> [SET TASK] State only the number of lines in the records below that contain the string "sticky".

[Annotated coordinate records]
-- -- --
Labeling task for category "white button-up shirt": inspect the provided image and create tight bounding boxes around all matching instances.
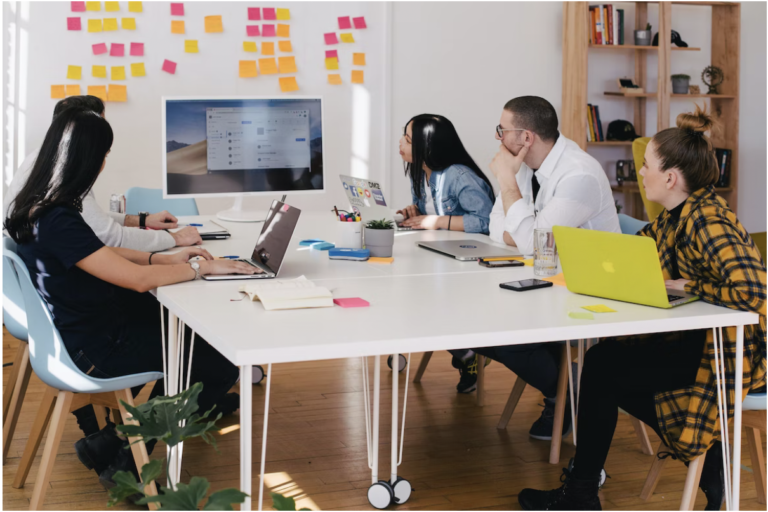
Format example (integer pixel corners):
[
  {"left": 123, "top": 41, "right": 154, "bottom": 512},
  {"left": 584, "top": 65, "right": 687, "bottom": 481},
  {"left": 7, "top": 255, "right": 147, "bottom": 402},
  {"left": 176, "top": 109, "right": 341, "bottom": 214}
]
[{"left": 490, "top": 134, "right": 621, "bottom": 254}]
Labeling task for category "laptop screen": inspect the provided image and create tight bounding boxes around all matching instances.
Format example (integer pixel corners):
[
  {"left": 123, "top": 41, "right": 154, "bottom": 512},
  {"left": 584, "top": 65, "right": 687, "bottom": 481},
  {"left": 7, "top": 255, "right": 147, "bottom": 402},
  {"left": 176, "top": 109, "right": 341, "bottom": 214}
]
[{"left": 251, "top": 200, "right": 301, "bottom": 275}]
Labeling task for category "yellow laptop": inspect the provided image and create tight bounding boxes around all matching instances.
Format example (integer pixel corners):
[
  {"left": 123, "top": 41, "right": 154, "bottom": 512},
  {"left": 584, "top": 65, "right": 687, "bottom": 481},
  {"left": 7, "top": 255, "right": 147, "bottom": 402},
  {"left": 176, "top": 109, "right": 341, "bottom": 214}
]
[{"left": 552, "top": 226, "right": 699, "bottom": 308}]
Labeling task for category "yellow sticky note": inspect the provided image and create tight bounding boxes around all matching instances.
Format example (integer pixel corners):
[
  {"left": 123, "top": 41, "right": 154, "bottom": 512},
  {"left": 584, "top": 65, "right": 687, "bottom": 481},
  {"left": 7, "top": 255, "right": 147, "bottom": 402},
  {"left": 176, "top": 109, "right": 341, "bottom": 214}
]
[
  {"left": 131, "top": 62, "right": 147, "bottom": 76},
  {"left": 205, "top": 16, "right": 224, "bottom": 33},
  {"left": 280, "top": 76, "right": 299, "bottom": 92},
  {"left": 88, "top": 85, "right": 107, "bottom": 101},
  {"left": 51, "top": 84, "right": 65, "bottom": 100},
  {"left": 277, "top": 57, "right": 298, "bottom": 74},
  {"left": 240, "top": 60, "right": 259, "bottom": 78},
  {"left": 112, "top": 66, "right": 125, "bottom": 80},
  {"left": 107, "top": 84, "right": 128, "bottom": 101},
  {"left": 325, "top": 57, "right": 339, "bottom": 69},
  {"left": 67, "top": 66, "right": 83, "bottom": 80},
  {"left": 88, "top": 20, "right": 101, "bottom": 32}
]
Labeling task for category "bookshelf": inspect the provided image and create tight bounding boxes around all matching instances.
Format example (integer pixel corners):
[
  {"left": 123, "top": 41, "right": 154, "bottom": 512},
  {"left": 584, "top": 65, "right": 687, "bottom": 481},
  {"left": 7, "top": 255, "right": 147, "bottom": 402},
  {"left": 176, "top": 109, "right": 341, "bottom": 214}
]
[{"left": 560, "top": 1, "right": 741, "bottom": 219}]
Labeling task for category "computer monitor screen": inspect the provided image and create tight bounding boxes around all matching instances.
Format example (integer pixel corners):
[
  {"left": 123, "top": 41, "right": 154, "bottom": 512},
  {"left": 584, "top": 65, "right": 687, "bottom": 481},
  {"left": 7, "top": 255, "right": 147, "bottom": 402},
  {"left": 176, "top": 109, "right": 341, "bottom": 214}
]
[{"left": 163, "top": 97, "right": 324, "bottom": 197}]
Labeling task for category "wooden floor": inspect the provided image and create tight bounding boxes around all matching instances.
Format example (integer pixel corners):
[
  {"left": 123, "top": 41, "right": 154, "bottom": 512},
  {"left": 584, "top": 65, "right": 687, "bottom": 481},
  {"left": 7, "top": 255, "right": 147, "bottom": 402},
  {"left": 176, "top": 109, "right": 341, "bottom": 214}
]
[{"left": 3, "top": 332, "right": 765, "bottom": 510}]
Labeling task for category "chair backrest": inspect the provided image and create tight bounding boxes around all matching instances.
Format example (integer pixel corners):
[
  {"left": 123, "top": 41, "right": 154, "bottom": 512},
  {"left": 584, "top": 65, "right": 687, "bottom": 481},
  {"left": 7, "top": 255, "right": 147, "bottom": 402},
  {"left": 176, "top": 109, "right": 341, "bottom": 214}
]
[
  {"left": 125, "top": 187, "right": 200, "bottom": 216},
  {"left": 632, "top": 137, "right": 664, "bottom": 222}
]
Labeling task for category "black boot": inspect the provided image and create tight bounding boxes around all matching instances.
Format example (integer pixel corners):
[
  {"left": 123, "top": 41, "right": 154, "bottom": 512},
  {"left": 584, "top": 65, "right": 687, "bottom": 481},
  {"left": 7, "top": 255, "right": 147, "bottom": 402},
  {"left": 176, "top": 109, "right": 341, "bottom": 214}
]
[{"left": 517, "top": 473, "right": 603, "bottom": 510}]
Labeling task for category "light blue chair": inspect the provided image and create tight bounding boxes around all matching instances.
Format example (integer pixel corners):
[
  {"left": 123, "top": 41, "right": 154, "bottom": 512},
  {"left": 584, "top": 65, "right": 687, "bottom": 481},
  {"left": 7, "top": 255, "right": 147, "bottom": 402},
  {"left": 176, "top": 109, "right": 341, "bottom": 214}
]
[
  {"left": 3, "top": 247, "right": 163, "bottom": 510},
  {"left": 125, "top": 187, "right": 200, "bottom": 217}
]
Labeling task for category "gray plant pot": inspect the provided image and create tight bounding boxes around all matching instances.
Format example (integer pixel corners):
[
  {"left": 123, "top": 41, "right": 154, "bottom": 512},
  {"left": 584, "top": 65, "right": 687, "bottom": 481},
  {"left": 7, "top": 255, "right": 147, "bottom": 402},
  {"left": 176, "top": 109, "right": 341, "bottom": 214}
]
[
  {"left": 635, "top": 30, "right": 651, "bottom": 46},
  {"left": 365, "top": 227, "right": 395, "bottom": 258}
]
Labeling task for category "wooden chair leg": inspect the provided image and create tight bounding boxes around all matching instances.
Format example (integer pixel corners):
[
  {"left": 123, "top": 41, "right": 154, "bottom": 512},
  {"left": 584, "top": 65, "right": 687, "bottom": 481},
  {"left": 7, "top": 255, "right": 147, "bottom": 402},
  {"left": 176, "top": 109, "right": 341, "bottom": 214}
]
[
  {"left": 496, "top": 377, "right": 526, "bottom": 430},
  {"left": 629, "top": 415, "right": 653, "bottom": 455},
  {"left": 640, "top": 441, "right": 669, "bottom": 500},
  {"left": 12, "top": 386, "right": 59, "bottom": 489},
  {"left": 413, "top": 352, "right": 432, "bottom": 384},
  {"left": 29, "top": 391, "right": 75, "bottom": 510},
  {"left": 3, "top": 343, "right": 32, "bottom": 464},
  {"left": 549, "top": 341, "right": 571, "bottom": 464}
]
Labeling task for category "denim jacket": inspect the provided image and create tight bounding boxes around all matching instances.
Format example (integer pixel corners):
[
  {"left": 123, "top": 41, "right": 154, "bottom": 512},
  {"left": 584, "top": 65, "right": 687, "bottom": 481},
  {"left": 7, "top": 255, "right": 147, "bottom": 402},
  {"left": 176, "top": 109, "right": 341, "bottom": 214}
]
[{"left": 411, "top": 164, "right": 493, "bottom": 235}]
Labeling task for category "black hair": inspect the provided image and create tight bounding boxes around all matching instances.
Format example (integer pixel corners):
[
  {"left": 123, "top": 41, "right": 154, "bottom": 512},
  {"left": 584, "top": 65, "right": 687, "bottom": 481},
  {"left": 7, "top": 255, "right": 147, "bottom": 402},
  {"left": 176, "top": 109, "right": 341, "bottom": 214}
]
[
  {"left": 5, "top": 108, "right": 113, "bottom": 244},
  {"left": 403, "top": 114, "right": 495, "bottom": 201},
  {"left": 504, "top": 96, "right": 558, "bottom": 141}
]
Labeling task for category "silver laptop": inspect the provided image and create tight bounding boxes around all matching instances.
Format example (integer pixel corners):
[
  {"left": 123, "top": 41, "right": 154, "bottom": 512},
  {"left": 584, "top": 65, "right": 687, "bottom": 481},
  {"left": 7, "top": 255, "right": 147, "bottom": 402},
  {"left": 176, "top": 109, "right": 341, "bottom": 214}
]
[
  {"left": 203, "top": 200, "right": 301, "bottom": 281},
  {"left": 418, "top": 240, "right": 521, "bottom": 261}
]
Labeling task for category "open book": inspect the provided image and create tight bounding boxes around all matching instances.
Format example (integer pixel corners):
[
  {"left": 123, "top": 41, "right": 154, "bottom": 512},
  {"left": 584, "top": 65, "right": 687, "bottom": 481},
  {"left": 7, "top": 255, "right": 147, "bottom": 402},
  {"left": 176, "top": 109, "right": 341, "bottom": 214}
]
[{"left": 240, "top": 276, "right": 333, "bottom": 311}]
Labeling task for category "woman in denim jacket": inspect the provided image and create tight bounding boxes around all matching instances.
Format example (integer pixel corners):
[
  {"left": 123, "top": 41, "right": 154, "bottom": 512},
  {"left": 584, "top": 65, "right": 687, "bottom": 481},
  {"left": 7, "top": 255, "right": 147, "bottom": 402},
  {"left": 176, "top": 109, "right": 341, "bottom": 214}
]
[{"left": 398, "top": 114, "right": 495, "bottom": 235}]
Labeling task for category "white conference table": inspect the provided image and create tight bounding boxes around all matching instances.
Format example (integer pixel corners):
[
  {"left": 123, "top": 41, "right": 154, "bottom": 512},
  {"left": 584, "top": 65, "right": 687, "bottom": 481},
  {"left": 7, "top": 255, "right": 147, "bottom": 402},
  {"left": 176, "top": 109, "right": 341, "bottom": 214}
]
[{"left": 157, "top": 212, "right": 759, "bottom": 510}]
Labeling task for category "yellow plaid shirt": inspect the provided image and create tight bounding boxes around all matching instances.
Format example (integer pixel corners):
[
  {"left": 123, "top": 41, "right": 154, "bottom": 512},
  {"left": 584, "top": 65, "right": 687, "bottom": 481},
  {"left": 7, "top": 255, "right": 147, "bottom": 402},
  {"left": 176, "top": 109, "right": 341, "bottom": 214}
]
[{"left": 639, "top": 187, "right": 766, "bottom": 461}]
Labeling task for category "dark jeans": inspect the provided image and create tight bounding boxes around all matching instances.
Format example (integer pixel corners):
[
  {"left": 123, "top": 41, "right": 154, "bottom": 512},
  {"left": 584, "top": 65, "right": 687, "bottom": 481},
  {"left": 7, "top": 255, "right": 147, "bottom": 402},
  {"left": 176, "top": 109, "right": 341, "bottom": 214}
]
[{"left": 70, "top": 293, "right": 239, "bottom": 436}]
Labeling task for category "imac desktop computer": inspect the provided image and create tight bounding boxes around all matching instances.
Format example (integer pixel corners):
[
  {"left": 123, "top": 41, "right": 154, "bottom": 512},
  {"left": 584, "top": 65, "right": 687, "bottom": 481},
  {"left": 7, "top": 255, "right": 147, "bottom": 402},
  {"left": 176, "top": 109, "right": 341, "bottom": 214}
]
[{"left": 162, "top": 97, "right": 325, "bottom": 222}]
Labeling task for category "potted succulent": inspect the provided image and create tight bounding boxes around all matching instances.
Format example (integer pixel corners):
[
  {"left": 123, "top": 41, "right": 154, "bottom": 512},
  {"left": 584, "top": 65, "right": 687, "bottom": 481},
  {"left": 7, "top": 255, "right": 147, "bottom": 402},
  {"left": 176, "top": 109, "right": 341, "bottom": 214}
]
[
  {"left": 365, "top": 219, "right": 395, "bottom": 258},
  {"left": 672, "top": 75, "right": 691, "bottom": 94},
  {"left": 635, "top": 23, "right": 651, "bottom": 46}
]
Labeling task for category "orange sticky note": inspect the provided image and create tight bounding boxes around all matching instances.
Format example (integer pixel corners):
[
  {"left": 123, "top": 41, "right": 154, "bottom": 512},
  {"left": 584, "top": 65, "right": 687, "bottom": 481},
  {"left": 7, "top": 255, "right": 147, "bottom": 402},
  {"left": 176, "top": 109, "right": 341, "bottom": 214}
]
[
  {"left": 259, "top": 58, "right": 277, "bottom": 75},
  {"left": 205, "top": 16, "right": 224, "bottom": 33},
  {"left": 107, "top": 84, "right": 128, "bottom": 101},
  {"left": 51, "top": 84, "right": 65, "bottom": 100},
  {"left": 280, "top": 75, "right": 299, "bottom": 92},
  {"left": 277, "top": 57, "right": 298, "bottom": 74},
  {"left": 240, "top": 60, "right": 259, "bottom": 78}
]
-- -- --
> [OUTPUT FOR THIS EXERCISE] 2